Task to carry out
Write out the records again, exactly, leaving none out.

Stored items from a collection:
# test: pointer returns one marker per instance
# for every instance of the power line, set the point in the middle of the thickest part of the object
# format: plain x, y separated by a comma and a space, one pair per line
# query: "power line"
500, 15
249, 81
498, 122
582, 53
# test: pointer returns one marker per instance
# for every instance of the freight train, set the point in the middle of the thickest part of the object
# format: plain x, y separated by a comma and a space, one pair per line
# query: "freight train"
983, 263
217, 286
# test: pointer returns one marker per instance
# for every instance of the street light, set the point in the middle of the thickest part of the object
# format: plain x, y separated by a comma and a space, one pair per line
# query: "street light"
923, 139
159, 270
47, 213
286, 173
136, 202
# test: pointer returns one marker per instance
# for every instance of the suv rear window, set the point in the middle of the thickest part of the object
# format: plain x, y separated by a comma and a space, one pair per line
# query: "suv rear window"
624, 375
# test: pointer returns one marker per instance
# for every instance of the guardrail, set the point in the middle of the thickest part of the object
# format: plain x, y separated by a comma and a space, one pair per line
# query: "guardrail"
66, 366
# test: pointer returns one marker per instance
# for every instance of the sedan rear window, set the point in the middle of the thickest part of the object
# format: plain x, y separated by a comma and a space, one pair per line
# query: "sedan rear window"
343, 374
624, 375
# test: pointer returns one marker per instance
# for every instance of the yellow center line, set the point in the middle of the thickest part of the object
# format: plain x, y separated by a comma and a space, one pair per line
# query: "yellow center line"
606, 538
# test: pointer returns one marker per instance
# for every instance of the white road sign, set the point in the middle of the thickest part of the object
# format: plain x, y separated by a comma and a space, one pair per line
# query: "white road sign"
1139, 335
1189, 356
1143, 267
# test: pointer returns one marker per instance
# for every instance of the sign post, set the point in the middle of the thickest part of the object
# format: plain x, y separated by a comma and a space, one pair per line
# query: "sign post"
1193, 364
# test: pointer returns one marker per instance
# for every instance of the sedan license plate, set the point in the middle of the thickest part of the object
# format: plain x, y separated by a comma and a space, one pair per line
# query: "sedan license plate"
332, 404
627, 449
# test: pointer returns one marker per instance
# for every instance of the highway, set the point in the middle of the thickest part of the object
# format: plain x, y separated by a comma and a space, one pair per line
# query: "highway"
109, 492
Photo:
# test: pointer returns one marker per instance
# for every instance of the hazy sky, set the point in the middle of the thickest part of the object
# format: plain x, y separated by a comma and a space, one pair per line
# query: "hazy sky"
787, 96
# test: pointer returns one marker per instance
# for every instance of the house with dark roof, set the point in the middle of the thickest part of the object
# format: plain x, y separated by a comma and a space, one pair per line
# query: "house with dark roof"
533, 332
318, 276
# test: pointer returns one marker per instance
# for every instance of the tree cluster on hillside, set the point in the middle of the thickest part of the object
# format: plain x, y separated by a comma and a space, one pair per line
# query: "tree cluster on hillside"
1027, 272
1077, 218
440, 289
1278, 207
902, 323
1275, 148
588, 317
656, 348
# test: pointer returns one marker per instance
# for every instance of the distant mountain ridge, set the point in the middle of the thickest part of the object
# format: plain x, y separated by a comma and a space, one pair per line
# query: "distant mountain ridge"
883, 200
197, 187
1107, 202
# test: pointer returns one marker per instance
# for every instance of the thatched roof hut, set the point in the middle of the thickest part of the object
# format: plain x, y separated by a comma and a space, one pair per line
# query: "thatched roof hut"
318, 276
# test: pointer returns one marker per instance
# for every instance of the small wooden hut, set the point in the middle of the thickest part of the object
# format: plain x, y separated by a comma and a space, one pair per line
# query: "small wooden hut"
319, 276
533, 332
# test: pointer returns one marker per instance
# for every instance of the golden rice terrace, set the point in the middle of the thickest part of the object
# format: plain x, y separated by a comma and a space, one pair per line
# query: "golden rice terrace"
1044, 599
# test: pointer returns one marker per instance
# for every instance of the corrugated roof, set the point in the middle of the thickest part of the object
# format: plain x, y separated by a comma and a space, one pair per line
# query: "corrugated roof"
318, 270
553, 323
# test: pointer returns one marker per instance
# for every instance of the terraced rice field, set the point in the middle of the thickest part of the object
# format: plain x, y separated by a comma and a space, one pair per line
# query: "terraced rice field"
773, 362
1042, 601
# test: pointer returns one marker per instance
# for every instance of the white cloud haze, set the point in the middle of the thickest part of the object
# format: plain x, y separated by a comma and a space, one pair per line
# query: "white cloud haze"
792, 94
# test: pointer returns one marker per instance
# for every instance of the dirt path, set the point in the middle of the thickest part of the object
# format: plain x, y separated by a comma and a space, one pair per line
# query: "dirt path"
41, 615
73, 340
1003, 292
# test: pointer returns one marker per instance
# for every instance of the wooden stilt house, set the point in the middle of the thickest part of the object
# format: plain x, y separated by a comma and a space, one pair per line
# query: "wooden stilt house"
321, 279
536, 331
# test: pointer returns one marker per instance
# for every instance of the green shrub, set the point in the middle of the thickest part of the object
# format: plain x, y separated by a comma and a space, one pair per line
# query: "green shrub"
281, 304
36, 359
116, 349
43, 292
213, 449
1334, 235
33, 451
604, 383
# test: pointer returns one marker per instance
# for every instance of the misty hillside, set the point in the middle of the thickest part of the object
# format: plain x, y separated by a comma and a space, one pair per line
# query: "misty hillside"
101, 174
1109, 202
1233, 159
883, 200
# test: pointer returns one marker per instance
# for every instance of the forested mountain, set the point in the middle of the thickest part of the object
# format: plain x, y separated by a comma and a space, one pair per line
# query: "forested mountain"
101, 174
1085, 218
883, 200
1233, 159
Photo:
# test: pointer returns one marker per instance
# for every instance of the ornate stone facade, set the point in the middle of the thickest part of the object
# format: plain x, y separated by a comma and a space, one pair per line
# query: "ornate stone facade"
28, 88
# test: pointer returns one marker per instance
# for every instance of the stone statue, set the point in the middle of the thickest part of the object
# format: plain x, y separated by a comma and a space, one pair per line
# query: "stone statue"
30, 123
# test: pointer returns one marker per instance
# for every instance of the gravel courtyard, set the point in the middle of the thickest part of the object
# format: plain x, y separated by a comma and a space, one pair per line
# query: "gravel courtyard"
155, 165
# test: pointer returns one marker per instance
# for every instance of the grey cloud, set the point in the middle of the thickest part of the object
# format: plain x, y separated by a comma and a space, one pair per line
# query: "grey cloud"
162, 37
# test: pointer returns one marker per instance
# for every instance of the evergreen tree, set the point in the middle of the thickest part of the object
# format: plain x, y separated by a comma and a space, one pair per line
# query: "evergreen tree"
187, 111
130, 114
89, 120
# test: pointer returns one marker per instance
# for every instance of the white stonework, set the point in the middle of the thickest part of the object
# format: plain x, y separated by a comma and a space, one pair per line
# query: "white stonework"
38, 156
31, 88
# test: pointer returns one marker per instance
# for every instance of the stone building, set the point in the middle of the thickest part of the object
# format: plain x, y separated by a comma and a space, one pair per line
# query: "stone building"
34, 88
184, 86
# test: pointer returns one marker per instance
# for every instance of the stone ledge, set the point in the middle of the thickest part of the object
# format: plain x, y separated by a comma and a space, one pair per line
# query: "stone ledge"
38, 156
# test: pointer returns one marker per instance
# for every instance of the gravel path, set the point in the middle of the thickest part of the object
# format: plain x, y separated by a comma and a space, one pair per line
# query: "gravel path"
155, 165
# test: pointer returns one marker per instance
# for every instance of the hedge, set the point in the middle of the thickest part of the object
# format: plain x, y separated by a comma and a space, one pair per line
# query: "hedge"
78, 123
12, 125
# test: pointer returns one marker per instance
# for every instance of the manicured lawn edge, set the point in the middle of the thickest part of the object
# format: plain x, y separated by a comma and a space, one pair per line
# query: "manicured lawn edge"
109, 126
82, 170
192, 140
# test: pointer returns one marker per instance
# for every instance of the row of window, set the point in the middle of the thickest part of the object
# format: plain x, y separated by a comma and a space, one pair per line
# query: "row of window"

Solution
# test: pointer returns one marker per instance
# for every instance of the power line, set the point in the middle of the thickest part of the object
# format: plain x, y separated by a comma and a space, one pair per line
# query: "power line"
500, 15
249, 81
498, 122
582, 53
# test: pointer returns one marker per instance
# for every instance of the freight train, set the point in the middle of the thickest part of the object
# format: plain x, y separated by a comma and a space, one pair per line
# query: "freight train"
983, 263
217, 286
# test: pointer returns one marker per instance
# for every instance of the street light, set the point in the middle of the thickest part of the object
# format: plain x, y separated by a comma and a space, one pair per line
# query: "street light"
923, 139
159, 270
47, 213
286, 173
136, 202
# test: pointer returns one marker per instance
# for every instance of the suv rear window, set the point in the middle of the thickest part of the object
# format: plain x, y separated by a comma and a space, one pair per line
# query: "suv rear window"
624, 375
# test: pointer returns one marker per instance
# for every instance of the guardrail, set the point in the middle of the thickest part of the object
# format: plain x, y separated by a comma and a space, one pair per line
# query: "guardrail"
66, 366
# test: pointer returns one marker per instance
# for every instance of the sedan rear window, set the point in the middle of the thickest part of the object
# format: plain x, y separated by a comma and a space, one pair per line
# query: "sedan rear window"
343, 374
624, 375
# test: pointer returns one marker per instance
# for every instance of the yellow center line, set the point in the middle of the thickest part of the object
# format: plain x, y separated by a comma and a space, one pair per line
# query: "yellow center line"
606, 538
# test: pointer returns one marker per instance
# for every instance of the white road sign, set the point in the middle of the thickest part of the object
# format: plain x, y separated by a comma and a space, one pair per line
# query: "white road sign"
1139, 335
1189, 356
1143, 267
# test: pointer returns one marker per instance
# for every instance of the sign post, set the point in the middle of the thickest part of the object
# format: plain x, y separated by a comma and a space, one pair per line
# query: "sign post"
1193, 364
# test: pointer returns one marker per instance
# for every instance of the sedan license plate, set the point in the middle of the thickest part of the object
# format: plain x, y separated by a comma and a space, one pair per line
# query: "sedan license plate"
332, 404
627, 449
# test: pointer returns one marker per instance
# for every instance of the highway, set the point in the middle of the thickest part of the object
# format: plain x, y separated by a comma and a space, one pair per line
# query: "highway"
109, 492
Photo:
# test: pointer returns one marker per instance
# for every instance of the hazy sky, set the point in the middle of the thickest part of the object
# format: plain x, y separated by a comma and a space, one pair per line
# query: "hazy sky"
787, 96
# test: pointer returns one marker per instance
# for every instance of the house with dark roof, set the point in the middle of the thickest part of the object
# format: plain x, y separated by a comma and a space, one pair per line
# query: "house with dark roof"
533, 332
318, 276
# test: pointer returns one marker per instance
# for every instance of the tree cluster on hillside, set the point in the middle of the thickest part of the object
# format: plain x, y separated by a comma and a space, one pair per line
# query: "tree cluster on hillside"
1027, 272
1077, 218
440, 289
1278, 207
902, 323
1275, 148
588, 317
656, 348
# test: pointer returns one marker per instance
# for every instance of the distant mountain ridge, set the point in the middle of the thickest part of the object
# format: plain x, y separated by a comma and a space, one pair per line
# query: "distant mountain ridge"
883, 200
197, 187
1107, 202
# test: pointer returns one marker per instance
# for every instance of the thatched roof hut, set the point in the middle of the thickest part of the object
# format: plain x, y separated by a comma and a space, one pair per line
# query: "thatched roof hut"
318, 276
# test: pointer returns one marker per instance
# for every instance of the small wooden hut, set the point in the middle of the thickest part of the object
# format: plain x, y separated by a comma and a space, one pair per line
# query: "small wooden hut"
319, 276
533, 332
# test: pointer returns one marker per instance
# for every instance of the golden rice terrace, set the point in the middle of the thickest part of the object
# format: plain x, y separated by a comma and a space, one pair per line
# query: "golden rice terrace"
1044, 599
# test: pointer returns one marker per instance
# for every instance of the corrugated roof, set the point in the middle of the thickest part of the object
# format: plain x, y separated by a comma and a space, one pair per line
# query: "corrugated roof"
318, 270
553, 323
# test: pointer returns one marker per instance
# for every instance of the terraced rice field, set the point in the middle of the thickest part of the object
# format: plain x, y separated by a comma and a space, one pair per line
# query: "terraced rice field"
773, 362
1042, 601
# test: pointer returns one marker per instance
# for every instance of the white cloud haze, set the point in the middle of the thickest part of the object
# format: plain x, y separated by a comma and a space, one pair per line
# query: "white cloud haze"
792, 94
# test: pointer returns one marker per instance
# for every instance of the dirt path, set the point in the middle of the thickest part of the object
# format: plain x, y separated by a comma and a space, one pair per line
# query: "dirt path"
41, 615
73, 340
1003, 292
# test: pointer returns one marker per instance
# for every instance of the wooden stilt house, set the point in the middle of the thickest part of the object
# format: plain x, y separated by a comma and a space, one pair per line
# query: "wooden stilt house"
321, 279
536, 331
# test: pointer returns one marker per instance
# for every instance of the green shrub, set the point in the middle of the thickest part of the object
# format: plain x, y separated by a comma and a space, one pair per line
# query: "green shrub"
281, 304
36, 359
116, 349
43, 292
213, 449
1334, 235
33, 451
604, 383
# test: pointer returns one marker per instance
# for every instance of the misty hillside, set the point in the middle of the thickest part of the object
# format: plain x, y separated by a comma and a space, one pair per line
# query: "misty hillside"
101, 174
1109, 202
1233, 159
883, 200
# test: pointer returns one marker per instance
# for every instance of the forested mountain, set the point in the middle of the thickest part of the object
# format: plain x, y separated by a comma and a space, one pair per line
# query: "forested mountain"
101, 174
1085, 218
883, 200
1233, 159
Photo:
# test: pointer returns one marker per instance
# for every instance of the ornate stone facade, set the point in the middle of the thickest part of the object
# format: plain x, y separated by a comma and a space, one pair per line
# query: "ornate stone facade"
28, 88
# test: pointer returns one marker per instance
# for every instance of the stone statue, set the point in the middle of the thickest part of the object
# format: plain x, y separated by a comma and a space, one pair per line
# query: "stone statue"
30, 123
# test: pointer returns one marker per instance
# for every instance of the gravel courtyard, set the point in the middle of the thickest part of the object
# format: plain x, y separated by a comma and a space, one pair per line
# query: "gravel courtyard"
155, 165
# test: pointer returns one marker per instance
# for every instance of the grey cloud, set the point in the middle of the thickest part of the object
# format: plain x, y separated by a comma and a space, one pair per line
# query: "grey cloud"
162, 37
# test: pointer returns one marker per instance
# for every instance of the evergreen tree, set the point in the middle of the thickest part of the object
# format: plain x, y separated by a comma and a space, one pair per line
# query: "evergreen tree"
187, 111
130, 114
89, 120
# test: pointer returns one marker per instance
# for every instance of the white stonework, set the point in the middle of the thickest part of the object
# format: plain x, y separated by a comma and a space, one pair per line
# query: "white stonework"
38, 156
31, 88
# test: pointer returns one marker per instance
# for every instance of the stone building, set the point in the middle of the thickest part of the object
# format: plain x, y separated by a comma and a space, one pair per line
# query: "stone building"
34, 88
184, 86
# test: pointer returns one marker per instance
# for every instance of the stone ledge, set the point in the middle of the thickest part of the object
# format: plain x, y separated by a comma and a space, one pair per line
# query: "stone ledge"
38, 156
# test: pointer returns one marker per instance
# for every instance of the gravel path, set the point in the middle of the thickest part of the object
# format: plain x, y separated by a comma and a space, one pair per line
# query: "gravel path"
155, 165
# test: pointer returns one marker per instance
# for every instance of the hedge, set the point in the middle of the thickest part of the object
# format: plain x, y separated by a comma and a space, one pair per line
# query: "hedge"
78, 123
12, 125
# test: pointer returns one marker per instance
# for every instance of the manicured lawn edge, set the point in the middle of the thickest part of the object
# format: plain x, y separated by a comma and a space, one pair per line
# query: "manicured lawn edge"
109, 126
82, 170
192, 140
# test: pointer returns one marker per instance
# for every instance of the row of window, set the point in the middle of the thickest part of the object
# format: plain x, y separated by a comma and a space, one pair per line
# query: "row of window"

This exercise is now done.